Repeat every entry in the listing below, exactly.
*** Materials provided ***
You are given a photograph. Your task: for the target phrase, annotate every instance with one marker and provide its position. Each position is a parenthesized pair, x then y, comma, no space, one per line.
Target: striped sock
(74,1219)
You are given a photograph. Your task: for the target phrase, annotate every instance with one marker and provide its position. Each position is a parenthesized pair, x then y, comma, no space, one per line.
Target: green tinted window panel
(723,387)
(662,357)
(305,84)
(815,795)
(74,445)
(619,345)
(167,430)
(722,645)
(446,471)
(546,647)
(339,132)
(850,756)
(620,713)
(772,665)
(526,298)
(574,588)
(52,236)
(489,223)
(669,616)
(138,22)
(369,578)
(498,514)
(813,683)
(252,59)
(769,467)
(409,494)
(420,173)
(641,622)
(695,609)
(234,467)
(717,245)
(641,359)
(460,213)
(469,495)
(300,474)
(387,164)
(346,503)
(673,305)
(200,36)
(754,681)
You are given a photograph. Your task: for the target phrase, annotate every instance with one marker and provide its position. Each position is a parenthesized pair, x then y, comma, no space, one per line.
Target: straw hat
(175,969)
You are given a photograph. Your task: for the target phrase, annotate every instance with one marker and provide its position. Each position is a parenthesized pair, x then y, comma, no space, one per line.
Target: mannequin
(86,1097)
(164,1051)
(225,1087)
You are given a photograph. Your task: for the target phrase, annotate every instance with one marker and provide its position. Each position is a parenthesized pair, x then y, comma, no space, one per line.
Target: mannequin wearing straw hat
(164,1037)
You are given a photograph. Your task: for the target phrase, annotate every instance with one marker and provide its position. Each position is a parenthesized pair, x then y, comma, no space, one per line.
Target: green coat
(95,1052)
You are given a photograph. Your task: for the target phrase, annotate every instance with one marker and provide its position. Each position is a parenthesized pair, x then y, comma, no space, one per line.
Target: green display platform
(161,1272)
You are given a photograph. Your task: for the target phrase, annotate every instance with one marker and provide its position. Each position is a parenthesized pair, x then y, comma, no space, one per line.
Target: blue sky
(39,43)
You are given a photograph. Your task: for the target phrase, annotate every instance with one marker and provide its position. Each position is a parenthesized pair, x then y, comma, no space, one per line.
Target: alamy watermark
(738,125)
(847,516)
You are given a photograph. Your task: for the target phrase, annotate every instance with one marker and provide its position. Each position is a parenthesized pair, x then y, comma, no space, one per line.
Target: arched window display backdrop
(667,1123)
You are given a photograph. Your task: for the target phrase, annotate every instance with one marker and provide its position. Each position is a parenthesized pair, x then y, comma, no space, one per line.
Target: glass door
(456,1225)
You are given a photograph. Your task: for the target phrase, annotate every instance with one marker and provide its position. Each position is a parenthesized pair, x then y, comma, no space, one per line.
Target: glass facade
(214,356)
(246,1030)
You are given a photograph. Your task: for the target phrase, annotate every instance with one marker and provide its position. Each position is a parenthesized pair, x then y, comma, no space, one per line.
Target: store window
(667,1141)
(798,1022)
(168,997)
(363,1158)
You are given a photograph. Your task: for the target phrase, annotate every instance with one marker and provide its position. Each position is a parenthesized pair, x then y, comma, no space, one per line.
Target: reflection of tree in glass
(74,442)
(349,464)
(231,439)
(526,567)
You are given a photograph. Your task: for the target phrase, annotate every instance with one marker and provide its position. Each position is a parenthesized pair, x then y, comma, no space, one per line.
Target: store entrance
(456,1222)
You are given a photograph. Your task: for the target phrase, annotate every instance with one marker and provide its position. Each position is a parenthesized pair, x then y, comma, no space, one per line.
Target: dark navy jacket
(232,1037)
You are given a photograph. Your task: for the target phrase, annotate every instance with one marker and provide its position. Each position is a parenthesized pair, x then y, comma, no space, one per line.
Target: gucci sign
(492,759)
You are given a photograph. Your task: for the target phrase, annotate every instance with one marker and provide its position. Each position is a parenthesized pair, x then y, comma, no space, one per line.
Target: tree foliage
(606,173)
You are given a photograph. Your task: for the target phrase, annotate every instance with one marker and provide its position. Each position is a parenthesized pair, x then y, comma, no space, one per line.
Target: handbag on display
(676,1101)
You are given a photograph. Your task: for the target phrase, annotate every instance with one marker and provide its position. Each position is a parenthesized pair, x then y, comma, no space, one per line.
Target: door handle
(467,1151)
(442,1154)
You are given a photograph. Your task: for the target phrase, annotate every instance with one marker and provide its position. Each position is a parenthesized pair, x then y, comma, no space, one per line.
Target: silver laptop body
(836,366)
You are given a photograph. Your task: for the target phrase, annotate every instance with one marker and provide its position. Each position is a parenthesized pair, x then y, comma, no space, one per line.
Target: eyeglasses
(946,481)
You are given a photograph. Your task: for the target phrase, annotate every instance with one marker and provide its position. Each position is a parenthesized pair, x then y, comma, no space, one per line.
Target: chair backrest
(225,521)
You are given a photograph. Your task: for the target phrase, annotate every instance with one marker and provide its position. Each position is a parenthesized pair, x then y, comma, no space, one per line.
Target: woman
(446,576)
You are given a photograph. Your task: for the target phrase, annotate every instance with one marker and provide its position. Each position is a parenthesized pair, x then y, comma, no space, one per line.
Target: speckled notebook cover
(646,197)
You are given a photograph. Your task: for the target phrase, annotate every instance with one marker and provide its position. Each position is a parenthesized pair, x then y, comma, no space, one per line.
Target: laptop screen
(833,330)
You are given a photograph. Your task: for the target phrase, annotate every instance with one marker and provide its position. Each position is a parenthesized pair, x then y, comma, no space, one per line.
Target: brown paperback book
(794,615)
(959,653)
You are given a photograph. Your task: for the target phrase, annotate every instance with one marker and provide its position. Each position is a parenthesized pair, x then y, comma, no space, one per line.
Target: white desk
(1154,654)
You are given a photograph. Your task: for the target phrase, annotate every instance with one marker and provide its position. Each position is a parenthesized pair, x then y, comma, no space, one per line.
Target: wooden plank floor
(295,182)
***
Solution for this problem:
You are given a photograph. Your task: for the target phrase, annotate every instance with one marker and provide its position. Each position is a parenthesized pair, x then y, comma, no space, one per line.
Target: striped sock
(74,1219)
You are given a photograph. Your task: for the target phrase, annotate every instance with one marker and provide its position. Each position is a parenthesized pair, x then y, comma, no space, one per line.
Target: green tinted window panel
(723,387)
(662,357)
(305,84)
(815,795)
(74,445)
(619,345)
(167,430)
(722,645)
(446,471)
(546,647)
(339,132)
(850,756)
(620,713)
(772,665)
(526,298)
(574,588)
(52,236)
(489,223)
(669,616)
(138,22)
(369,578)
(498,514)
(813,683)
(252,59)
(769,467)
(409,494)
(420,173)
(641,622)
(695,609)
(234,467)
(717,245)
(641,359)
(460,213)
(469,495)
(300,474)
(387,164)
(346,503)
(673,305)
(200,36)
(754,681)
You are given a photograph. Your task: for the target phrase, annotate every instance with one marker and provide its position. Each position is a parenthesized pair, x then y, comma, no space, one per line.
Target: straw hat
(175,969)
You are given a photograph. Your task: for the target phrase, annotate every instance with one marker and provide its position. Each position is a parenthesized pair, x then y, comma, no space, one per line.
Target: mannequin
(86,1097)
(164,1051)
(225,1087)
You are given a photograph. Your task: for the target phrase, annotate every instance with one marker and provide its position. Each position is a parenthesized pair, x then y, comma, no space, one per line.
Target: mannequin wearing straw hat
(164,1037)
You are given a photograph. Your task: for the target phrase, annotate every instance with one marker and provide its position. Each position is a parenthesized pair, x then y, comma, no space, one per line.
Target: green coat
(95,1052)
You are given a photograph. Your task: for the target phrase, annotate every instance with one marker and provide its position. Each position is a parenthesized pair, x then y, comma, no space, one per line.
Target: green display platform
(161,1272)
You are given a photograph. Your task: for the target phrase, annotate every instance with one marker and provide its position. Each position is a parenthesized pair, x then y, comma, no space, one per line.
Target: blue sky
(39,43)
You are given a photograph. Your task: for the target phrase, annotate every instance with one marker and provide its position. Each position is a parenthesized pair, x then y, comma, no space, one per line.
Target: alamy watermark
(738,125)
(847,516)
You are given a photograph. Your task: for the target phrase, annotate every instance with one marker and provide its position. Each position is a parenthesized pair, x then y, comma, no space, one per line.
Target: arched window display backdrop
(667,1123)
You are given a photograph. Your task: for the target phrase, annotate every instance with one marker and provide its position. Each position is a parenthesized pair, x then y, comma, no space, one per line.
Target: glass door
(456,1225)
You are given a photograph. Your task: for the target phrase, annotate every instance with one marker and provide its position. Each position is a parenthesized pair, x then y, comma, no space, one per line.
Target: glass facade
(214,356)
(246,1030)
You are given a photograph. Your task: for the target phrase, annotate every instance with one marker and provide its position. Each position is a parenthesized pair, x then y, comma, no space, one per line.
Target: store window
(667,1141)
(798,1022)
(168,997)
(363,1158)
You are given a photograph. Your task: for the target phrase, annotate every instance with one marker and provide its position. Each position is a parenthesized pair, x then y, comma, no space, one per line.
Target: reflection of tree in glass
(74,442)
(349,464)
(231,439)
(526,567)
You are given a photograph. Your task: for the target phrase, annotate every instance with one marker and provide its position. Each position is a parenthesized pair, x then y, comma, no space, one per line.
Target: store entrance
(456,1222)
You are given a photograph. Your task: for the target phrase, annotate every instance with one marker and provide its position. Each position is a parenthesized pair, x then y, comma, no space, one per line.
Target: dark navy jacket
(232,1037)
You are given a photograph. Your task: for the target phrase, annotate every instance with one marker and provide its position. Each position is a parenthesized pair, x then y, comma, no space, one per line.
Target: gucci sign
(492,759)
You are given a photograph. Your task: for the target phrase, annotate every instance with one marker and provide its position. Each position is a parenthesized pair, x then y, comma, no space, one per line.
Target: tree foliage
(606,173)
You are given a photograph. Your task: for the target phrase, annotate every instance with one marker and provide its position. Each position is a parenthesized pair, x then y, comma, no space, one per line.
Target: handbag on display
(676,1101)
You are given a photograph. Your task: for the target phrase, annotate every instance with one marker and provide its position. Each position is a parenthesized pair, x then y, comma, no space, one per line.
Target: door handle
(467,1151)
(442,1154)
You are given a photograph. Your task: for the target phrase, annotate every instance with one marker and provide its position. Each position is a parenthesized pair, x then y, comma, no space, one per line.
Target: silver laptop body
(836,366)
You are given a photograph. Your task: for the target phrase, annotate every instance with one marker and provide its position. Each position is a parenthesized pair, x then y, comma, no space, one per line.
Target: eyeglasses
(946,481)
You are given a photograph. Your task: for the target phrase, annotate every instance with one marker and provide its position. Each position is a parenthesized pair, x then y, comma, no space, one per line.
Target: chair backrest
(225,521)
You are given a photograph. Your task: for the target phrase, annotate every instance with one marker and provide its position. Each position is a parenthesized pair, x then y, comma, no space, one per line.
Target: woman
(446,576)
You are given a photograph. Your task: for the target phrase, annotate every instance with one marker and provide its position. Each position is a parenthesized pair, x then y, comma, no space, one per line.
Target: speckled notebook cover
(646,197)
You are given a photograph. Your task: for the target phrase, annotate every instance with one marker and provide its position. Each position is a parenthesized pair, x then y, comma, no space, one per line.
Target: laptop screen
(833,330)
You are given a photograph. Your task: for the target phrase, annotate every instance with one marker and provide its position. Each position is a parenthesized pair, x then y, comma, no space, one per line.
Target: brown paperback book
(794,615)
(959,653)
You are given a photograph. Your task: for the target phrase, annotate every instance with one marker and provide its position. Each position is a parenthesized pair, x then y, comma, no space, one per line.
Target: white desk
(1154,654)
You are given a photograph. Your task: for the target phrase, annotate every instance with one marker and provide its position. Each position is a parenthesized pair, x then y, comma, no space, one per line.
Target: wooden plank floor
(295,182)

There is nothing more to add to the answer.